--- Aim ---
Rewrite the data below from the line that has "Detection brief: inspect the image and locate mud." through the line that has "(233, 89), (368, 175)", swapping "Detection brief" for "Search brief" and keeping everything else unchanged.

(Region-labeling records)

-*-

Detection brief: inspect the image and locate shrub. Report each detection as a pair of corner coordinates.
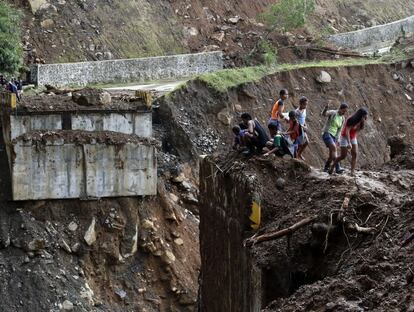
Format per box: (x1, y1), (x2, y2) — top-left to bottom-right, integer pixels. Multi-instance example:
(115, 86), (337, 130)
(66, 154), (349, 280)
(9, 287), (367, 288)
(0, 1), (23, 74)
(260, 0), (315, 31)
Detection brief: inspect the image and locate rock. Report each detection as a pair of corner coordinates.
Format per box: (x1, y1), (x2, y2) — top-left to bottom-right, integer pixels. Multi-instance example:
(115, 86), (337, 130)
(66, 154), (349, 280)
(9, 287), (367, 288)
(181, 181), (193, 191)
(217, 109), (233, 126)
(72, 88), (112, 106)
(169, 193), (179, 203)
(40, 18), (55, 28)
(316, 70), (332, 83)
(173, 172), (185, 183)
(103, 51), (114, 60)
(234, 104), (243, 113)
(62, 300), (73, 311)
(68, 221), (78, 232)
(60, 238), (72, 253)
(174, 238), (184, 246)
(162, 250), (175, 264)
(183, 26), (198, 38)
(276, 178), (286, 190)
(227, 16), (241, 24)
(184, 193), (198, 205)
(203, 44), (220, 52)
(211, 31), (224, 42)
(70, 243), (80, 253)
(83, 218), (96, 246)
(115, 289), (127, 300)
(27, 238), (46, 251)
(141, 219), (155, 231)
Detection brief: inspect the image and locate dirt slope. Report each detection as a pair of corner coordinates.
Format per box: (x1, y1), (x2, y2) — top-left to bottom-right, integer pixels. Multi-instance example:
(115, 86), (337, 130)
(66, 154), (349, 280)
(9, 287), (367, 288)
(9, 0), (414, 66)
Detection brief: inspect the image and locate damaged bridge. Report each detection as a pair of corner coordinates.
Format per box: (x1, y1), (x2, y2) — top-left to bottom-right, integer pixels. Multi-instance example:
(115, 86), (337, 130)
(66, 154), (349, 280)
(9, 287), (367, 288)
(2, 90), (157, 200)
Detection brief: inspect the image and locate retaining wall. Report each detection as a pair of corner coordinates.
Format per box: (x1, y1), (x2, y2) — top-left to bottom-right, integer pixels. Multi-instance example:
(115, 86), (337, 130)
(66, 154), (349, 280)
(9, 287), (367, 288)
(3, 111), (152, 141)
(328, 16), (414, 53)
(31, 51), (223, 86)
(9, 140), (157, 200)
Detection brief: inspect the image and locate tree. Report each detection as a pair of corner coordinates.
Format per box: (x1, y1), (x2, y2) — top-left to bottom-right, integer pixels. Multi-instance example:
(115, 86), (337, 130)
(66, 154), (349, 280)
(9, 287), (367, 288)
(0, 1), (23, 74)
(261, 0), (315, 31)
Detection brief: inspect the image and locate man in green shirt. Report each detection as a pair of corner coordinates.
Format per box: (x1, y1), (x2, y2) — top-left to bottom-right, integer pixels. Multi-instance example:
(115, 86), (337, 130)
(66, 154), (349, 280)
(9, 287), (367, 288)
(322, 103), (348, 174)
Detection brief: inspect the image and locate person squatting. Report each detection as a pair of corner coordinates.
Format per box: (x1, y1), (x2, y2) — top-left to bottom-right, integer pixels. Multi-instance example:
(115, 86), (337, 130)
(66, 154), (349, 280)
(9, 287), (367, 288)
(232, 89), (368, 175)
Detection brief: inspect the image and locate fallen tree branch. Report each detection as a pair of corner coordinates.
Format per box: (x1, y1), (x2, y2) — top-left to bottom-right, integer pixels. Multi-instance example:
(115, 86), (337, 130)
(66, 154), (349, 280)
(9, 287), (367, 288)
(245, 216), (317, 246)
(347, 223), (375, 234)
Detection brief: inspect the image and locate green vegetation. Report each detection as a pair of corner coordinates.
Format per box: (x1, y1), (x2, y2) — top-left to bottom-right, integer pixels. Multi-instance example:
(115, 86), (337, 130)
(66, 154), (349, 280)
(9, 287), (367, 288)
(0, 1), (23, 74)
(260, 0), (315, 31)
(197, 58), (385, 92)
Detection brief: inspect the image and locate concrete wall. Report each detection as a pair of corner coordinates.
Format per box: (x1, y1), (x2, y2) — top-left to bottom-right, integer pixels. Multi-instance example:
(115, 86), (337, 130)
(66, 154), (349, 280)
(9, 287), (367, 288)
(328, 16), (414, 53)
(31, 52), (223, 86)
(10, 140), (157, 200)
(8, 111), (152, 141)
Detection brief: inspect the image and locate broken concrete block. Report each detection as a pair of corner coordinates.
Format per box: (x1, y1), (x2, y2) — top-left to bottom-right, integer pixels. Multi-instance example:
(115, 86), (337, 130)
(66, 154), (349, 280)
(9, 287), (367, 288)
(83, 218), (96, 246)
(72, 88), (112, 106)
(217, 109), (232, 126)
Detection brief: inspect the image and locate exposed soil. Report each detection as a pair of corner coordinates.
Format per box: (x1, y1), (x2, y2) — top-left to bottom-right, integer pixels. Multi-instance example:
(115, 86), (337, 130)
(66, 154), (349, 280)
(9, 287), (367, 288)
(10, 0), (414, 66)
(205, 143), (414, 312)
(18, 92), (147, 112)
(12, 130), (156, 145)
(157, 59), (414, 167)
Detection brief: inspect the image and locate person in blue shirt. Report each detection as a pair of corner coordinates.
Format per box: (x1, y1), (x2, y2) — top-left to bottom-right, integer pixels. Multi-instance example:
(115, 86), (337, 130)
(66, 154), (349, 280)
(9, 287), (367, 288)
(295, 96), (309, 160)
(6, 81), (20, 101)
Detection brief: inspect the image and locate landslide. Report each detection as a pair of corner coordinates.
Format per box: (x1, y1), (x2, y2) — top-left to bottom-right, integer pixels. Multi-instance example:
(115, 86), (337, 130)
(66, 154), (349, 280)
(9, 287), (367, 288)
(157, 62), (414, 167)
(8, 0), (414, 66)
(210, 140), (414, 312)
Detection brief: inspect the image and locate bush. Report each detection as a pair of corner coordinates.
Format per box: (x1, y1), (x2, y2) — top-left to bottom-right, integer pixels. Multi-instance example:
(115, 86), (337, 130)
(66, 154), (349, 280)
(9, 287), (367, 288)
(260, 0), (315, 31)
(0, 1), (23, 74)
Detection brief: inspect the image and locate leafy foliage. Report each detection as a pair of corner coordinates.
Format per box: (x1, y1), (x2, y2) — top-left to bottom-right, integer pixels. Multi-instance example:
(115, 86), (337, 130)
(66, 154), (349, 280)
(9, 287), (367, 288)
(0, 1), (23, 74)
(260, 0), (315, 31)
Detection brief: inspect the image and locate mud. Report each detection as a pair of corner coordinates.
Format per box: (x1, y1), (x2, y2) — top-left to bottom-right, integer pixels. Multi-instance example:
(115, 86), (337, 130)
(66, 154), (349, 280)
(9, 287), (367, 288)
(17, 92), (147, 113)
(200, 148), (414, 312)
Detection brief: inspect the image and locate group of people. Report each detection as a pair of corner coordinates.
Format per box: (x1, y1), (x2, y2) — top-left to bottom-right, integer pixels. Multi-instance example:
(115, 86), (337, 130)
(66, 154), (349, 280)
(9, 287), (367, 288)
(0, 74), (23, 101)
(233, 89), (368, 175)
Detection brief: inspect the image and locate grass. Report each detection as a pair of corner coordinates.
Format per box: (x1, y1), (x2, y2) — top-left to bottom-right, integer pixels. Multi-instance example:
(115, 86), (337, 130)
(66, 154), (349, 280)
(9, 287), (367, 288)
(197, 58), (385, 92)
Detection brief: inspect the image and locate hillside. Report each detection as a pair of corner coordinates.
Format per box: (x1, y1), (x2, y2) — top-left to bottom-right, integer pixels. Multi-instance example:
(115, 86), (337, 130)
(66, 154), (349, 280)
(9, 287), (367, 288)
(9, 0), (414, 65)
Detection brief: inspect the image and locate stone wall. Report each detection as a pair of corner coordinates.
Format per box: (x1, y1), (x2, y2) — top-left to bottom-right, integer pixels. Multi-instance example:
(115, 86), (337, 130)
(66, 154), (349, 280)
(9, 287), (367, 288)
(31, 52), (223, 86)
(328, 16), (414, 53)
(3, 111), (152, 142)
(8, 140), (157, 200)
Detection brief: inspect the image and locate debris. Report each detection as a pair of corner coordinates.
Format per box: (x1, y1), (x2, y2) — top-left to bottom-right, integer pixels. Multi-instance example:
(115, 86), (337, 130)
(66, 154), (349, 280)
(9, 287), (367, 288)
(115, 288), (127, 300)
(245, 216), (317, 246)
(316, 70), (332, 83)
(68, 221), (78, 232)
(83, 217), (96, 246)
(62, 300), (73, 311)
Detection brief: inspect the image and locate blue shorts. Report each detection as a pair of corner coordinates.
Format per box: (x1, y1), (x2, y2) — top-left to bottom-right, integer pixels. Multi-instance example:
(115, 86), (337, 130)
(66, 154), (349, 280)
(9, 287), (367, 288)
(322, 132), (336, 147)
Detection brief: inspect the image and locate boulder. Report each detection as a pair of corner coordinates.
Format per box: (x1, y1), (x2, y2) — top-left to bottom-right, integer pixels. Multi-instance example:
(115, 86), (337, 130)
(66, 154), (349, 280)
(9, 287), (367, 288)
(40, 18), (55, 28)
(83, 218), (96, 246)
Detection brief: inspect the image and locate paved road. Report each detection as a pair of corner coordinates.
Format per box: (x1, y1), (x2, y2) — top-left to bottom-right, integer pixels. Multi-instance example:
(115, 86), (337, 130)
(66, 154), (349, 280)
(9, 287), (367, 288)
(105, 80), (186, 93)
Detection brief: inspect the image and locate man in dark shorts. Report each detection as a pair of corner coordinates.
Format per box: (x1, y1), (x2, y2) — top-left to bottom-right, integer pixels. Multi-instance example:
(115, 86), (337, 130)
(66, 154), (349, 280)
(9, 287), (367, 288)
(322, 103), (348, 174)
(241, 113), (269, 153)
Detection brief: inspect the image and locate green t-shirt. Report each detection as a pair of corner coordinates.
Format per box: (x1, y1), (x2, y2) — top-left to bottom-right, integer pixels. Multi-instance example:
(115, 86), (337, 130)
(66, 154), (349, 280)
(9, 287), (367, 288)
(323, 110), (344, 138)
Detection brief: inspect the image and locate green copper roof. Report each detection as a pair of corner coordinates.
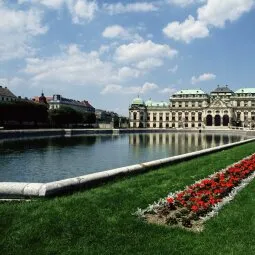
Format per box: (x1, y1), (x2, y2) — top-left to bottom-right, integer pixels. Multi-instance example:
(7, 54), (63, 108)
(235, 88), (255, 94)
(145, 99), (169, 107)
(131, 97), (144, 105)
(174, 89), (206, 95)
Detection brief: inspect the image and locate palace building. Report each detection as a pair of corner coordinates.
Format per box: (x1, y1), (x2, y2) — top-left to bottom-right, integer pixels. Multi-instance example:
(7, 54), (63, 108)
(129, 85), (255, 128)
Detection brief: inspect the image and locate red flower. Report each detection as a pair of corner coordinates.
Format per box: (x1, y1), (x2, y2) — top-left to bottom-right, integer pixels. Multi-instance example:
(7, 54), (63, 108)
(166, 197), (174, 204)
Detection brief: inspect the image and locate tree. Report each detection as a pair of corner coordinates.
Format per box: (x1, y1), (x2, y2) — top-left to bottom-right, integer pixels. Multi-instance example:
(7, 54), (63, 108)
(0, 100), (48, 124)
(49, 106), (83, 126)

-*-

--- The solution ---
Search brief: inspect the image and locate mud. Report each detection as a pair of corner coordinates.
Format per box: (x1, y1), (x2, y2) — top-left to bottom-right, integer pixels. Multi-instance example:
(115, 86), (337, 130)
(66, 154), (349, 280)
(9, 287), (367, 288)
(17, 92), (147, 113)
(200, 148), (414, 312)
Search brief: inspect the image and locate group of people. Report each detection as a pair of corner coordinates.
Format per box: (x1, y1), (x2, y2) — top-left to bottom-right, integer pixels. Multi-instance example:
(115, 86), (337, 130)
(66, 154), (349, 280)
(9, 287), (367, 288)
(0, 74), (23, 101)
(233, 89), (368, 175)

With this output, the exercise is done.